▶ [SOURCE PASSAGE]:

▬▬▬▬▬▬▬▬▬▬

# Straightening Deer Antler



## Wheaties

Is it possible?


----------



## tim self

Yes it is possible.  Cut longer than needed, boil the antler and after 5-10 minutes, remove from the water and place in vise.  Tighten the vise and allow it to cool.  

That's how I do it.  May be another way.


----------



## Wheaties

Sweet! Thanks!


----------



## CaptG

A couple tablespoons of vinegar in the water helps soften the antler.  After it dries in the vise the antler is just as hard as when you started.


----------



## Wheaties

Thanks Gary, I'll do that too!


----------



## Mr Fixit

Just to be clear;

Do I put antler in already boiling water for 5 min then take out a straighten?

                                    -or-

Put antler in water, bring to boil, leave in another 5 min then take out and straighten?


How much does this stink?  and how upset will my wife be for doing it inside?

Mr Fixit


----------



## Wheaties

Mr Fixit said:


> Just to be clear;
> 
> Do I put antler in already boiling water for 5 min then take out a straighten?
> 
> -or-
> 
> Put antler in water, bring to boil, leave in another 5 min then take out and straighten?
> 
> 
> How much does this stink?  and how upset will my wife be for doing it inside?
> 
> Mr Fixit




And will it ruin my wife's pot?


----------



## snyiper

Better to ask for forgivness than permission!!!


----------



## TellicoTurning

Wheaties said:


> And will it ruin my wife's pot?



If your pots are aluminum, the vinegar will darken it... better to go to the goodwill and get a cheap stainless steel pot... maybe the wife will let you use her stove  :biggrin:


----------



## TellicoTurning

I know you can boil water in a microwave... could you boil the antler in the microwave or would the microwave ruin the antler??

I have a microwave in my shop but no burner or such...


----------



## CaptG

I use a cheap pot I got at goodwill and use the side burner on the bbq grill out side.


----------



## greenmtnguy

Do like Neil does. Use your wife's best pot because you want the antlers perfect. :redface:


----------



## bitshird

Mr Fixit said:


> Just to be clear;
> 
> Do I put antler in already boiling water for 5 min then take out a straighten?

▬▬▬▬▬▬▬▬▬▬

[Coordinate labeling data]
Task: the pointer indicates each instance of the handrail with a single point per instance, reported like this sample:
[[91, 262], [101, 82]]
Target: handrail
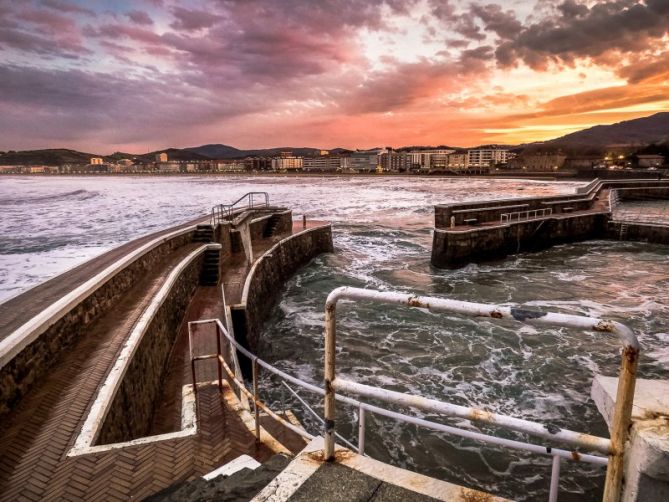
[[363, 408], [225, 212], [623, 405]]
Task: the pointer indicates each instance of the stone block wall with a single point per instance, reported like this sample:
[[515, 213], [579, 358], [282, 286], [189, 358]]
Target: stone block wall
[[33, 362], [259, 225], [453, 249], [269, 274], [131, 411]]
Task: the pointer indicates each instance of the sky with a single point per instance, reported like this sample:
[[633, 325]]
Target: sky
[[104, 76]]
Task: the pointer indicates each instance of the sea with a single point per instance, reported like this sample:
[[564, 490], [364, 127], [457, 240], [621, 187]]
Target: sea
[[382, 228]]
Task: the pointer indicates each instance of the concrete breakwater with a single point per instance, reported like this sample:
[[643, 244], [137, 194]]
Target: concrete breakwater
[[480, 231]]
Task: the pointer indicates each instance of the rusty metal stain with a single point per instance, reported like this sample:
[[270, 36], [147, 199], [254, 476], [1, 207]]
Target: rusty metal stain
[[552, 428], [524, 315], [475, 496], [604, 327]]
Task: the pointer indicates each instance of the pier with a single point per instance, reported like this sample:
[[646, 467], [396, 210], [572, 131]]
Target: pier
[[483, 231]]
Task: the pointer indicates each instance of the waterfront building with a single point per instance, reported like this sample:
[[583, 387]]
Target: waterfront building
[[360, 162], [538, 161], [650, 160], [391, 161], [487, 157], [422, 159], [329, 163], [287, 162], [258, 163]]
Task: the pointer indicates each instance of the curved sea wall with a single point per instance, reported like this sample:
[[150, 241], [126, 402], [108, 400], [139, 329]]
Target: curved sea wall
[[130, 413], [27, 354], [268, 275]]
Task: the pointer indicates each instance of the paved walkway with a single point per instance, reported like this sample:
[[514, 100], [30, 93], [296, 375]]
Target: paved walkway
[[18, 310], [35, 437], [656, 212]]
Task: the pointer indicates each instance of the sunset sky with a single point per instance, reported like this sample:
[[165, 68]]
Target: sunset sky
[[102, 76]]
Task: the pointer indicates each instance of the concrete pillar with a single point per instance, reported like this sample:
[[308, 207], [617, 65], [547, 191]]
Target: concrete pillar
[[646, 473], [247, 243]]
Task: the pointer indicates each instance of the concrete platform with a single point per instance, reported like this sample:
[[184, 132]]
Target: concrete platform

▬▬▬▬▬▬▬▬▬▬

▶ [WHAT TO PRODUCE]:
Resume the forum thread on straightening deer antler, starting right after its last line.

▶ [REPLY]:
> 
> -or-
> 
> Put antler in water, bring to boil, leave in another 5 min then take out and straighten?
> 
> 
> How much does this stink?  and how upset will my wife be for doing it inside?
> 
> Mr Fixit



It will only upset your wife if she catches you using one of her favorite sauce pans,  boiling it doesn't smell too bad if at all. I place the antler in between two pieces of wood and then in the vise, I do boil mine a bit longer usually about 15 or 20 minutes. Also you can bleach antler nearly to the point of looking like Ivory by soaking it in Hydrogen Peroxide, Not the exotic stuff just the kind from the drug store, it does take a while to dry, last time I took a few pieces out and they curved back a little bit,


----------



## lawry76

I can't wait to see how this turns out.  Better than watching T.V.  I let my wife look at the posts and she's not sure she wants me hanging around with you folks.  Bad influence.  She also put a lock on her pots and pans drawer in the kitchen.  Har Har


----------



## PaulSF

Just tell the wife you heard the Chinese have done this for centuries to increase size and potency.


----------



## leestoresund

I just put them in a jar of water and let them sit overnight. No sense watching a pot boil.
The next day I put a piece in the vise and let it set overnight.

(My wife sells Pampered Chef. I know how much those pots cost)

(Which is why I can buy expensive tools LOL)

Lee


----------



## witz1976

PaulSF said:


> Just tell the wife you heard the Chinese have done this for centuries to increase size and potency.



Really this works  LOL:RockOn::RockOn::RockOn:


----------



## Wooden_Pen_Turner_11

Thanks guys, ill try it.


----------



## Daniel

No to the microwave. it heats stuff from the inside and will crack your antler. Best to get an old pot from the thrift store for experimenting though. i used to have several of them. to many experiments gone bad I guess.


----------



## HSTurning

Antler is just bone.  I would think of it as "any pot will work"  its the same thing as boiling a ham shoulder or boiling bones down for stock.
Neil used his wife best pot for boiling wax off wood.  You dont eat wood and you dont eat wax, well other then those nasty wax lips as a kid.


----------



## wdcav1952

PaulSF said:


> Just tell the wife you heard the Chinese have done this for centuries to increase size and potency.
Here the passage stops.